_Recorded data_:
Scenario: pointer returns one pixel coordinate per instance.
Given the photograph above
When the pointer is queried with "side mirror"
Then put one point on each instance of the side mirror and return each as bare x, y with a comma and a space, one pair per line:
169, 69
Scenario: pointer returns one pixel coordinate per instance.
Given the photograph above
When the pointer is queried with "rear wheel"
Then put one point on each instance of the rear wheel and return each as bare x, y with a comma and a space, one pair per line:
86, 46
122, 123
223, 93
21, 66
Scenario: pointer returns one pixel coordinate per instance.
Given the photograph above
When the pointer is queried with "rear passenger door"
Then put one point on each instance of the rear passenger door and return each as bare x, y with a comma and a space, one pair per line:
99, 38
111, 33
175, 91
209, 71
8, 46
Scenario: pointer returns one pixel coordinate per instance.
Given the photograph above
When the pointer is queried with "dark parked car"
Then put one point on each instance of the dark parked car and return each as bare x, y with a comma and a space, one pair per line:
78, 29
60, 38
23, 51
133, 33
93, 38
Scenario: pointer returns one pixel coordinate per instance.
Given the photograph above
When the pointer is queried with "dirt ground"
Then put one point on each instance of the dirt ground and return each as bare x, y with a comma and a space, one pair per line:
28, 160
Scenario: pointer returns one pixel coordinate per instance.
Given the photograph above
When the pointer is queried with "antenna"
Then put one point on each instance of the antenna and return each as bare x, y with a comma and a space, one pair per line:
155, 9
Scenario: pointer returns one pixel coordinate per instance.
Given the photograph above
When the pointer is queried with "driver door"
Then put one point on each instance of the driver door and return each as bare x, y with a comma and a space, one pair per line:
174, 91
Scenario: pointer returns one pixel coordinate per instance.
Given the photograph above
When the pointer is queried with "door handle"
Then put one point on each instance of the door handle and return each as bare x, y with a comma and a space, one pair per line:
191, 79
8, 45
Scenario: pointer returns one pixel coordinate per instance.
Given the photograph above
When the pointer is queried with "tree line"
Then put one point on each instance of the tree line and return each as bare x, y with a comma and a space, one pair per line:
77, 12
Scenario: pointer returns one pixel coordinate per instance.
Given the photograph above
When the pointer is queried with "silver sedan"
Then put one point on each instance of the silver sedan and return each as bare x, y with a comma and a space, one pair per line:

_GIVEN EXERCISE_:
Pick out each line of the items above that contains the word "handle" and copy those lines in full.

_SOLVED PROBLEM_:
When the pointer is queried with "door handle"
Then put one point on each instance of the door handle and return each as bare x, y with a comma and a space, one pair per line:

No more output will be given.